##### Task data #####
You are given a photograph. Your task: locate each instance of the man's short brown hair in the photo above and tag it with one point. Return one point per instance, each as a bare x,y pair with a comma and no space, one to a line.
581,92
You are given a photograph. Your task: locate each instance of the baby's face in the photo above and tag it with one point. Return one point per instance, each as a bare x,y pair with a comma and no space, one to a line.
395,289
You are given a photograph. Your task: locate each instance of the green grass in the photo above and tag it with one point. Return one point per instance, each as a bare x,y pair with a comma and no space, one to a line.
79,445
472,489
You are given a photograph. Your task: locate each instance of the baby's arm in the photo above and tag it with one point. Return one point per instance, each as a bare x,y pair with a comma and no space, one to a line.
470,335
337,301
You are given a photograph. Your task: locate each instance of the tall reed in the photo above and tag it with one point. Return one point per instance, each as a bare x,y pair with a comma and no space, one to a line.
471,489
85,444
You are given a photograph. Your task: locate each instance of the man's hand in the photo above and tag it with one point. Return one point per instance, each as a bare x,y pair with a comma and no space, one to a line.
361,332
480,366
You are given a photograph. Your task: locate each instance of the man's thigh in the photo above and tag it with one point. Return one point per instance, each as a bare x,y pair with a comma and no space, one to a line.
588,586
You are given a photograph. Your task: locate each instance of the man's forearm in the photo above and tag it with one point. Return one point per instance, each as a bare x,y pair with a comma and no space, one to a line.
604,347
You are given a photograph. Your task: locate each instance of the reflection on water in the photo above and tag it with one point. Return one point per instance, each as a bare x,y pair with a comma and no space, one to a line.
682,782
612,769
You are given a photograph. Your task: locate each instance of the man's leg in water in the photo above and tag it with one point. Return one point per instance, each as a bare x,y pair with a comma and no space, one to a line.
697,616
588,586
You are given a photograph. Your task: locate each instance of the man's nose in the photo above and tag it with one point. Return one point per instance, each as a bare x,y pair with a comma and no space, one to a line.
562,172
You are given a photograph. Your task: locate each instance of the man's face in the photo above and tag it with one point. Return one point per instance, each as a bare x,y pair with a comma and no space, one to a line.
#####
**The exercise:**
Reproduce every one of the records above verbatim, line for line, without any alteration.

**Response to this exercise:**
You are given a photograph. Your task: locate each instance of the man's short brown hair in the photo above and tag it with one point. Return one point per instance, each as a bare x,y pair with a comma and no space, one to a line.
581,92
You are given a photograph. Your task: locate each instance of the baby's face in the photo above and tag it with one point. Return one point per instance, each as a bare x,y pair with a comma and no space, one to a line.
395,289
You are given a photograph. Your task: locate each instance of the green grass in the photo above and tag it with one point. Return one point per instance, each as a bare x,y pair with a comma and no space, one to a line.
79,445
472,489
You are given a photograph. Your task: locate each instance of the baby's arm in the photo above and tag it with one point. Return one point per instance, each as a bare x,y pair with a comma and no space, one to a line.
470,335
337,301
You are given a photograph. Your task: locate each instance of the tall reed in the photo above and tag it with one point. Return one point per instance, each as a bare x,y pair with a comma and no space, one to a line.
471,489
85,444
You are given a photograph. Your task: locate each instance of the man's hand in the photo above and tag it with one point. Return one point per instance, each as a bare x,y pair with a comma and no space, one to a line.
361,332
480,366
You are given a photograph. Your task: locate each instance of the man's thigh in the photo above and tag it with one point. Return one point per instance, each as a bare x,y pair with a comma and no space, one to a line.
588,586
You are given a photograph. Your task: locate each instance of the man's forearm in the photo above and tag it with one point. Return one point per instance, each as a bare x,y pair with a comma and no space, one to a line.
604,347
You are given a photograph. Your task: locate each instance of the reflection on water in the photo above and tag it with one point. Return one point per instance, each as a bare x,y pair with a comma and no space, one to a line.
682,782
612,769
You are given a photograph. Your task: locate each instance of the man's leg in water in the photo above and tag it with one point. Return one point per instance, each as a bare x,y pair with a comma and no space, one to a line.
697,616
588,586
You are given a photograph. Your task: locate each instance of the man's nose in the photo above and tag it with one point. Return one point per instance, each as a bare x,y pair with a comma and no space, one to a line.
562,172
You are given a photograph. Your task: locate each instance of the man's face in the photo above and tag it with one point. Return one point per instance, each as a bare x,y pair with a comma and no space, one to a line.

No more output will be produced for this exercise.